*** Records to use Section Begins ***
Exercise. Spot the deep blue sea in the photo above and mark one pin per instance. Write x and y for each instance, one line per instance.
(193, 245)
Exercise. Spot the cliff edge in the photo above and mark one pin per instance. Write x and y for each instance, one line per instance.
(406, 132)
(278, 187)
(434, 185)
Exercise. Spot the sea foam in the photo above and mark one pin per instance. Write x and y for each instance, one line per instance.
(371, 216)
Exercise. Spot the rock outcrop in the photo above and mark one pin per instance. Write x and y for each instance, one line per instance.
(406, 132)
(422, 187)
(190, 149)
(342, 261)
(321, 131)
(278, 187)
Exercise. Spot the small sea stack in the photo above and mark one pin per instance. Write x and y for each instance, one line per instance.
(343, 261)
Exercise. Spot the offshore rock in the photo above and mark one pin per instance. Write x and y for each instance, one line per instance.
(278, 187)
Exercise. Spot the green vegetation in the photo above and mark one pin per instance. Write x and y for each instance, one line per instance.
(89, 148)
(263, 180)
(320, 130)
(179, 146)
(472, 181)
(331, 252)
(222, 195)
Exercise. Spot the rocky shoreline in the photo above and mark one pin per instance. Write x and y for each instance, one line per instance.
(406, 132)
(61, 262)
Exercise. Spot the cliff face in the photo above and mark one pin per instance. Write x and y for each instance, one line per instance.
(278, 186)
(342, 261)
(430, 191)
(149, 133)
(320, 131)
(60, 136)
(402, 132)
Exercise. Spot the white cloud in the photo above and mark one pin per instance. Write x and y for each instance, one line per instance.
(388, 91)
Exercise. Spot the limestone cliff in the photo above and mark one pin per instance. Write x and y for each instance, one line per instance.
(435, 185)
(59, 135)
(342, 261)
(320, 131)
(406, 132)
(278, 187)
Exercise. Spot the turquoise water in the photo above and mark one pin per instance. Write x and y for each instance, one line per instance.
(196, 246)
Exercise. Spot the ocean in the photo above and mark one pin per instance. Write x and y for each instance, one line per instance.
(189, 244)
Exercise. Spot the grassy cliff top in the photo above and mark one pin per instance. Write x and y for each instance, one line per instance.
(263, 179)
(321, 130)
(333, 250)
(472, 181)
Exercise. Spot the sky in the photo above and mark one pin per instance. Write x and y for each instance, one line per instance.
*** Records to use Section Ends ***
*** Records to use Section Begins ***
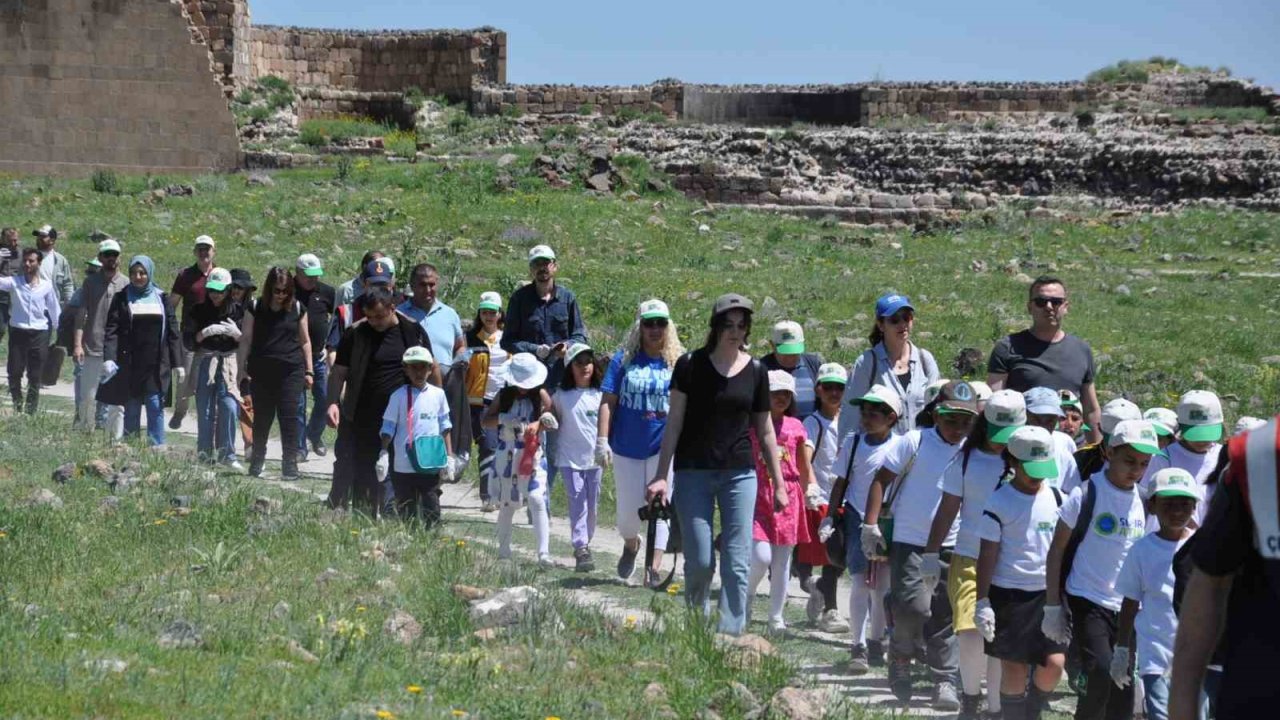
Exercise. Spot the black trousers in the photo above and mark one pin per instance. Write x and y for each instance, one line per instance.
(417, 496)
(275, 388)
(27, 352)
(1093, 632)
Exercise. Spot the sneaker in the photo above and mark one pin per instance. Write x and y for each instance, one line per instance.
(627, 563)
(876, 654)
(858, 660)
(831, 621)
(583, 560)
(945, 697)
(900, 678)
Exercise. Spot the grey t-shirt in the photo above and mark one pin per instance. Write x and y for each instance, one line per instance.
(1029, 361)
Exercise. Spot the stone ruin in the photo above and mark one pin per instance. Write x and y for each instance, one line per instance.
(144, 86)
*** Records to use Section Ends ***
Within the listing above, give again exactly every line from the line with "Exercise. Spot the rocky" through the line with "Exercise. Spot the sky", both included, and no other line.

◆ **Result of the exercise**
Exercise. Spot the rocky shoreline in the photo above and mark one pin per instance. Write x and y for each instance, one line per instance.
(406, 132)
(61, 262)
Exercise. Spot the cliff face in the photo above and mark one pin per instance. Write x and y for each instance, one line per instance.
(278, 186)
(342, 261)
(430, 191)
(149, 133)
(320, 131)
(60, 136)
(402, 132)
Exercise. Spot the white cloud in the photo above and mark one pin per instance. Write x and y for each instance, one line per instance.
(388, 91)
Exercise. Spot the limestone cliff in the photo above and mark one pin per instance. Write x and y for each instance, one line per instance.
(435, 185)
(59, 135)
(342, 261)
(320, 131)
(406, 132)
(278, 187)
Exercise. Spot the turquoise water in the photo above and mark one pin per instance. Write x and y for each instance, one line per instance.
(196, 246)
Exercise. Spot the ocean in the photo above and mark one pin per instance. Write x and y for each instance, one line per instance.
(189, 244)
Exercise. Spot the grassy cliff top in the photo above and mark one pin per instance. Write x and y for each instance, one line per instance.
(263, 179)
(321, 130)
(333, 250)
(472, 181)
Exercise. Spot the sky in the photo above and mark one pin per instance. Write x and y for each instance, one line per instance.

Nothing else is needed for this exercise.